> _Written request_
Output the line that contains "Practice. Put a pin on the person" and every line after it to the end of the entries, with nothing added or left out.

━━━━━━━━━━━━━━━━

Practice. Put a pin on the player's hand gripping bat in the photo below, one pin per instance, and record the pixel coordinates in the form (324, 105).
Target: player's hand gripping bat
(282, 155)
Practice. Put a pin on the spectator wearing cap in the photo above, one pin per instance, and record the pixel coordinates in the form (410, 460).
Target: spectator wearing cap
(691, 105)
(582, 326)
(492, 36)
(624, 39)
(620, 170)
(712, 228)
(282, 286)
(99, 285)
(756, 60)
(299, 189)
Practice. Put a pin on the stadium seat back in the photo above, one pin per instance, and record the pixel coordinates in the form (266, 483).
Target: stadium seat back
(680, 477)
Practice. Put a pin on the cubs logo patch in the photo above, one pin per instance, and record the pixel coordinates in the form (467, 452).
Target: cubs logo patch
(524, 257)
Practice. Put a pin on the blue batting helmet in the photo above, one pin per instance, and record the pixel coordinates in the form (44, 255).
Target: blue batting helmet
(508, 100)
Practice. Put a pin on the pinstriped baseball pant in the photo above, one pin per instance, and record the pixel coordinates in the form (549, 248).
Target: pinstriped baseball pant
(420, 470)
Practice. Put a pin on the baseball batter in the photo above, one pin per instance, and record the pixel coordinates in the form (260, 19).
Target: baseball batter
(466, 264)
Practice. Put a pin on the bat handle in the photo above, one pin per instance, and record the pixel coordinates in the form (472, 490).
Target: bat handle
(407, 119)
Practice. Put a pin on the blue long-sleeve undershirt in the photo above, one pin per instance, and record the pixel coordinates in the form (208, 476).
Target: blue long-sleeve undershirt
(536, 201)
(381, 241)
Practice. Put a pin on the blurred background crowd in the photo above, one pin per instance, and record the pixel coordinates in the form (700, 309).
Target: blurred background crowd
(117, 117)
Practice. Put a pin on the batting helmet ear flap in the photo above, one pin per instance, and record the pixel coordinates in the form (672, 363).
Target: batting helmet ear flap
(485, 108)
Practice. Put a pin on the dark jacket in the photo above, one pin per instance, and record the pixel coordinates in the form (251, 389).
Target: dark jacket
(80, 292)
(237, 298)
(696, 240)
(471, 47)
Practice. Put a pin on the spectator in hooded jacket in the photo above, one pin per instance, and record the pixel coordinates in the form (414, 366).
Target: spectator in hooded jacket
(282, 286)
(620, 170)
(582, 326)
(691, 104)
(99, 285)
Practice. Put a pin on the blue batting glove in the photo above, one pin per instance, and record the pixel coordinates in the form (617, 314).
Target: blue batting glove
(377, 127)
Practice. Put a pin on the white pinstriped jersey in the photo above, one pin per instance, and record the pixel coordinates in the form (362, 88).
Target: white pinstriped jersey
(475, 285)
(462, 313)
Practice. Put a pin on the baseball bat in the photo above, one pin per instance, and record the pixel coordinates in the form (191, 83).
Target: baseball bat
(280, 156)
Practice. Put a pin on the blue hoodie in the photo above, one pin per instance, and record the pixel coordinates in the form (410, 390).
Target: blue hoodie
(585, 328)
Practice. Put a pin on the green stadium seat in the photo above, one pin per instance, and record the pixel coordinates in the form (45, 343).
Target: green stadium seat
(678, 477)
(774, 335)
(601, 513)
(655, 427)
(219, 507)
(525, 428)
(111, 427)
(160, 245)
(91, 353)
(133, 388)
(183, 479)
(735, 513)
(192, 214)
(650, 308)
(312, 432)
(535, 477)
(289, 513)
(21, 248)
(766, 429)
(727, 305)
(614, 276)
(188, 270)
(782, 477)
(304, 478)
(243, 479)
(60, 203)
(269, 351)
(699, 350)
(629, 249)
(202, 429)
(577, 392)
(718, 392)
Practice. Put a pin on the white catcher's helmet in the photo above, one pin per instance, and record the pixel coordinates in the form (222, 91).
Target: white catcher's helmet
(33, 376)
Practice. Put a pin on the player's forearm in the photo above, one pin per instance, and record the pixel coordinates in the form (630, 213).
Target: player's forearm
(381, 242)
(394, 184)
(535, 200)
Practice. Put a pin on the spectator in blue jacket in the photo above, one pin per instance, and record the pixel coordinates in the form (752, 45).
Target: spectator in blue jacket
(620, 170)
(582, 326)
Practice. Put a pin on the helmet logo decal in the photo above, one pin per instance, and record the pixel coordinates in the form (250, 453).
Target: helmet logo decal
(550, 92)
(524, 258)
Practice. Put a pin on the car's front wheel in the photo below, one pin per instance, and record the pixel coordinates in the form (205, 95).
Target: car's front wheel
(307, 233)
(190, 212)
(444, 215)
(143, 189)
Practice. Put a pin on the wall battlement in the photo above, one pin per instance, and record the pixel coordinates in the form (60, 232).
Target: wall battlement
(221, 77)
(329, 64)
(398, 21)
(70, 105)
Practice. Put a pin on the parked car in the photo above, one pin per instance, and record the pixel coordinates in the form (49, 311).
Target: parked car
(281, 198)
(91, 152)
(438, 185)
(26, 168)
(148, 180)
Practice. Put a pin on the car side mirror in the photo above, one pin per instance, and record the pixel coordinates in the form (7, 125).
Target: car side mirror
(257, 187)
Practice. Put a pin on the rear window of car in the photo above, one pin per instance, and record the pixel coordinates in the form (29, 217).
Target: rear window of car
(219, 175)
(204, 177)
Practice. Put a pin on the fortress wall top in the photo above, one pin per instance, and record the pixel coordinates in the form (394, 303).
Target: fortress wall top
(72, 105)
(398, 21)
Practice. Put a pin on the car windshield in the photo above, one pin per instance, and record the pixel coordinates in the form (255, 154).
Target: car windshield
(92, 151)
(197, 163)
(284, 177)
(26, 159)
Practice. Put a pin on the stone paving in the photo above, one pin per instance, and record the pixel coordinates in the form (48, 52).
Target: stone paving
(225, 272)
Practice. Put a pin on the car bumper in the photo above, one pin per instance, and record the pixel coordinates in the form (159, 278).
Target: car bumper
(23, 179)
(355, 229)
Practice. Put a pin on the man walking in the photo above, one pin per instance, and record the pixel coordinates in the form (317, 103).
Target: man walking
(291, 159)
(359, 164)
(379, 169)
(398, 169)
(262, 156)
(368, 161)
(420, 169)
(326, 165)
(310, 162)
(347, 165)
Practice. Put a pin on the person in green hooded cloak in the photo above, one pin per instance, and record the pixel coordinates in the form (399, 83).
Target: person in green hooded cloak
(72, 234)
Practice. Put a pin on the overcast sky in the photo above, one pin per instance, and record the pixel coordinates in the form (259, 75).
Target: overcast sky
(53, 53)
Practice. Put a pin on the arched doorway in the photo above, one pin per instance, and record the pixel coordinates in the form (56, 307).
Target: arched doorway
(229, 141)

━━━━━━━━━━━━━━━━

> _The reply_
Practice. Put a pin on the person in green hooded cloak in the photo above, one pin per instance, and record the pixel coordinates in the form (399, 83).
Target: person in green hooded cloak
(72, 234)
Practice. Put a pin on the overcast sky in the photo above, one pin per instance, and record the pixel coordinates in the form (259, 75).
Target: overcast sky
(53, 53)
Practice. Put a pin on the arched doorway in the photo above, one pin per instance, and record the pixel coordinates in the form (56, 307).
Target: arched doorway
(229, 141)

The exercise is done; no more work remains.